The expected output is an exact restatement of all the records.

-*-

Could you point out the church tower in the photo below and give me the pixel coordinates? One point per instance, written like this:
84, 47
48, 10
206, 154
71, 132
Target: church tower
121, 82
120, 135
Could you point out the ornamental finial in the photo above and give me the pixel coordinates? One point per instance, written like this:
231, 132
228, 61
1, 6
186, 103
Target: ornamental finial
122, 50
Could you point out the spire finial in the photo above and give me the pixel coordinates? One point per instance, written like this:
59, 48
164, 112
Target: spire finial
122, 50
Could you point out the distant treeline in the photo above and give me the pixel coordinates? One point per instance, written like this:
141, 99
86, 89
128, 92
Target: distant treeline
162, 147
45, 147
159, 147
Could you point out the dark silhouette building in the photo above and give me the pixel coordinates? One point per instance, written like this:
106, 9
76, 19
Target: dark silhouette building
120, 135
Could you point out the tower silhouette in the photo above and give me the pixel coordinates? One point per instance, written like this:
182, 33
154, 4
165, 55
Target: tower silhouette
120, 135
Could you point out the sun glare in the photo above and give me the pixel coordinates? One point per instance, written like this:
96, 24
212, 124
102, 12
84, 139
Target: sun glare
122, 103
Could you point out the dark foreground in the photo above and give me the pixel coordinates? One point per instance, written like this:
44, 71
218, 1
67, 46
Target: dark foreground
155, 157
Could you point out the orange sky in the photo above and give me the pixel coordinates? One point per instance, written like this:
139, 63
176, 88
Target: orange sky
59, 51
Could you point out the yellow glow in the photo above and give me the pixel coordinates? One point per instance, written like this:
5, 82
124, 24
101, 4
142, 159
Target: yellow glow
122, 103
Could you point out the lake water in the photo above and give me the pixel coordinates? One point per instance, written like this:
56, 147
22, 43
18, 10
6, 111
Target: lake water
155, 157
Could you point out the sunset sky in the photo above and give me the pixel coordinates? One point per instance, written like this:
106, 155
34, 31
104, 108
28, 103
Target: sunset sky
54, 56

-*-

Response =
Could you point out the church tower in the photo below and give me the pixel coordinates? One point per instance, written like this:
84, 47
48, 10
206, 154
71, 132
Target: church tower
121, 82
120, 135
Could you point out the ornamental finial in the photo above and give me the pixel coordinates? One point per instance, written like this:
231, 132
228, 61
1, 6
186, 103
Target: ornamental finial
122, 50
Could you point out the spire finial in the photo above and give me the pixel coordinates? One point per instance, written like this:
59, 48
164, 112
Target: spire finial
122, 50
Could you point out the distant treeline in the photo above and give me the pixel coordinates? One point per instance, written like this:
141, 99
86, 89
128, 92
Target: distant treeline
162, 147
45, 147
159, 147
Could you point out the dark silhouette building in the photo above and give me the pixel coordinates? One point per instance, written like this:
106, 9
76, 19
Target: dark silhouette building
120, 135
Could you point out the tower silhouette in the photo above and give me the pixel coordinates? One point per instance, written like this:
182, 33
154, 4
165, 55
Target: tower silhouette
120, 135
Could you point out the sun glare in the photo above and give me the pixel coordinates? One point per instance, written like this:
96, 24
212, 124
102, 12
84, 139
Target: sun glare
122, 103
Could you point out the dark foreground in the photo above and give me the pixel coordinates? One point per instance, written like this:
44, 71
218, 1
67, 46
Target: dark foreground
155, 157
Could you point out the orange sky in the photo above and give me the pixel coordinates? One point per instance, written like this:
139, 63
176, 88
Target: orange sky
59, 51
Could you point out the yellow glow in the photo above and give me the pixel coordinates? One point per instance, written like this:
5, 82
124, 24
101, 4
142, 159
Target: yellow glow
122, 103
Could you point out the lake water in the photo above and give me the pixel coordinates? One point per instance, written like this:
56, 147
22, 43
18, 10
6, 111
Target: lake water
155, 157
Could you point out the sunset sky in the photo above and give me the pixel coordinates? One point per instance, written like this:
106, 155
34, 31
104, 108
28, 103
Target: sunset sky
54, 56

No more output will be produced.